━━━━━ PROVIDED PASSAGE

It is worth noting, at this point, that the DDA definition of disability is broader than that used by the Australian Bureau of Statistics (ABS) in arriving at a figure for the percentage of the population that has a disability. In the context of web design and content management, the broader definition is particularly relevant. For example, people who have a temporary disability such as a broken arm will still want to be able to use the Internet, and so web pages that incorporate the principles of universal web design will benefit a much broader group than even the 20% figure that I quoted earlier.
The DDA sets out specific areas in which it is unlawful to discriminate. These areas include access to premises; accommodation; education; employment; the provision of goods, services and facilities; and the administration of Commonwealth laws and programmes. The definitions of "goods" and "services" in the DDA include financial and information services provided, for example, by banks and other financial institutions, retail shops, churches, cinemas, television stations, as well as services and equipment provided by telecommunications companies. An organisation such as a government department that provides services or information through a website is also liable for complaint under the DDA if those services are not accessible to people with a disability.
The DDA defines two kinds of discrimination: direct discrimination is when a person with a disability is treated less favourably because of that disability. An example would be if a university refused to allow a blind student to enrol, or if a shop assistant refused to serve a person because they were using a dog guide. Indirect discrimination refers to treatment that, on the face of it, is not discriminatory, but which actually has a disproportionate impact on people with a particular disability. For example, an employer might require that applicants for a particular job have a driver's license, even though the job does not involve driving. Such a requirement would indirectly discriminate against people who are blind or who have another disability that prevents them from driving a car. Providing emergency service information only in audio form may also involve indirect discrimination, as it would not be accessible to many people who are deaf or hearing-impaired. A website that requires the use of a mouse rather than a keyboard would discriminate against people who are blind and who cannot use the physical mouse.
The DDA recognises, however, that in certain circumstances, providing equitable access for people with disabilities could cause "unjustifiable hardship" for an individual or organisation providing goods or services.

━━━━━━━━━━
━━━━━ SUPPLIED MATERIAL

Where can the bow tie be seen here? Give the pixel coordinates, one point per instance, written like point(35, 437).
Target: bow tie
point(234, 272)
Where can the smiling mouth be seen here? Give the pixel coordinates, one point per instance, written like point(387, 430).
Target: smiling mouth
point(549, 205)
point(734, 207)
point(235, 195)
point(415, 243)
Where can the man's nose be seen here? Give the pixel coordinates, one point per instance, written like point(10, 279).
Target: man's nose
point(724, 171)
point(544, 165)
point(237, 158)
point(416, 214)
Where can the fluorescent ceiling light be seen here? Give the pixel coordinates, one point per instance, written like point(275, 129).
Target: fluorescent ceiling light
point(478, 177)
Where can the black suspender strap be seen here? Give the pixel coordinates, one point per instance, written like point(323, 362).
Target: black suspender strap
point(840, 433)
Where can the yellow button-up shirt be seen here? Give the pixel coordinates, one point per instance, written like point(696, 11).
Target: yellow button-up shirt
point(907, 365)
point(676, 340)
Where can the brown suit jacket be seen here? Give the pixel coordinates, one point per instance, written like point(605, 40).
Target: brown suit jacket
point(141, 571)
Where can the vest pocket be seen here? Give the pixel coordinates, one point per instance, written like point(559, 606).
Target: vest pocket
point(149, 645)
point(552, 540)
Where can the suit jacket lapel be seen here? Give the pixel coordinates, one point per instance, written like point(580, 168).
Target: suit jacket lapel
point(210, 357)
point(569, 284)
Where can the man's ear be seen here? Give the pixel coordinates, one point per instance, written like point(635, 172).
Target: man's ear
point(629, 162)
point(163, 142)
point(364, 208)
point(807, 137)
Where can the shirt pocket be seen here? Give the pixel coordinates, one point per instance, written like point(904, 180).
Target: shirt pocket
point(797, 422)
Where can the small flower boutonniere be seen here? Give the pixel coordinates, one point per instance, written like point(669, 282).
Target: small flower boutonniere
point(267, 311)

━━━━━━━━━━

- _YOUR TASK_: Extend the passage on the Disability Discrimination Act, picking up after its last sentence. The material plays no part in this exercise.

- _OUTPUT OF THE TASK_:
Where a person with a disability believes they have been discriminated against, they can complain to the Commission, which will investigate the complaint and, where appropriate, attempt to conciliate a solution between the two parties. Where conciliation is not possible, the complainant may take their complaint to the Federal Court or Federal Magistrates Service, which have the authority to determine whether unlawful discrimination has occurred and what constitutes "unjustifiable hardship". If the court concludes that removing discrimination would cause unjustifiable hardship, then the complaint is not upheld, that is, although there may be a finding of discrimination, there is no finding of unlawful discrimination.
There are two points to keep in mind about this notion of unjustifiable hardship: firstly, it implies that removing discrimination may involve some justifiable hardship - it is not enough for an organisation defending a complaint of disability discrimination simply to say that removing discrimination will be hard. Rather, the question is when that hardship becomes unjustifiable, and the answer will depend on a number of factors that can be considered by the court. Secondly, the concept of unjustifiable hardship recognises that not all discrimination can be removed, and that the rights of people with a disability are part of a social framework whose diverse and sometimes incompatible elements must be balanced.
Having said that, it is important to note that the defence of "unjustifiable hardship" is not available where a complaint relates to the administration of Commonwealth laws and programmes. This reflects the government's view that it has a particular responsibility to promote the objectives of the DDA, and to eliminate discrimination against people with a disability. In the context of information access, this means that if a person who has a print disability lodges a complaint that alleges discrimination in the way a particular Commonwealth law or programme is administered, then the Commonwealth cannot claim unjustifiable hardship, and so if the complaint is upheld, it is obliged to take steps to eliminate the discrimination. One example of such a complaint would be in relation to an inaccessible Commonwealth government website, or the use of basically inaccessible file formats such as PDF without accessible alternatives in publishing web content.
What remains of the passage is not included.